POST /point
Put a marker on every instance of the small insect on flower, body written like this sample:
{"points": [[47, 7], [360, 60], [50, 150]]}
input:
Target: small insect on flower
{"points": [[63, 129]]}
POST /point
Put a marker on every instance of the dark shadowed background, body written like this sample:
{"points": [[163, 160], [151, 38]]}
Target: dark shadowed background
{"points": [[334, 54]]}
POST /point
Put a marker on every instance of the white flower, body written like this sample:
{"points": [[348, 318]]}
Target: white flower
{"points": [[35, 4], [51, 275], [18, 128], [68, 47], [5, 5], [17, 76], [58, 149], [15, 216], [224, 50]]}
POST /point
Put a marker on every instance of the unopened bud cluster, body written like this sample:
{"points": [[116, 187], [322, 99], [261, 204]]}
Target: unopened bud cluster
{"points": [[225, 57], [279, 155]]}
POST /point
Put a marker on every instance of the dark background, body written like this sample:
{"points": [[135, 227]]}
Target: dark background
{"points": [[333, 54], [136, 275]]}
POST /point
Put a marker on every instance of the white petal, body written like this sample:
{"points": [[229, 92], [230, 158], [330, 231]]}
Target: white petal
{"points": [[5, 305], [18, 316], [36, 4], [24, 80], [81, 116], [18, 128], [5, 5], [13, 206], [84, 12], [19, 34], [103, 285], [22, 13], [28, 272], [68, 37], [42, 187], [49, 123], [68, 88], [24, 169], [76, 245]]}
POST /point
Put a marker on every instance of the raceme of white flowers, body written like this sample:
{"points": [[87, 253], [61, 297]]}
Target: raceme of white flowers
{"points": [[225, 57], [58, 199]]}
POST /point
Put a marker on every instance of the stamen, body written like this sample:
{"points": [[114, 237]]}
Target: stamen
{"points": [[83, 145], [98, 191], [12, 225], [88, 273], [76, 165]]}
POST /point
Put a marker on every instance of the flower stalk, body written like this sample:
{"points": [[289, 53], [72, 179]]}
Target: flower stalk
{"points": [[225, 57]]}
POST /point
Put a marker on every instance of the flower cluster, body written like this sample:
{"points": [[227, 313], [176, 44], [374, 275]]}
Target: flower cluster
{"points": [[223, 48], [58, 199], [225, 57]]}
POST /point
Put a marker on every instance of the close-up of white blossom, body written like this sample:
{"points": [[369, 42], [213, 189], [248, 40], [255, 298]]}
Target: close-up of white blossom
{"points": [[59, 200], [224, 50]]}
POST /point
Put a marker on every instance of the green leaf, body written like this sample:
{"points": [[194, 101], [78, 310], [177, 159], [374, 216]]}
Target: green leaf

- _SET EXERCISE_
Pull out each line of the entries above that contains the string "close". Case counts.

- _COMPLETE OUTPUT_
Put a marker on every instance of the close-up of white blossom, body written like this sample:
Target: close-up of white blossom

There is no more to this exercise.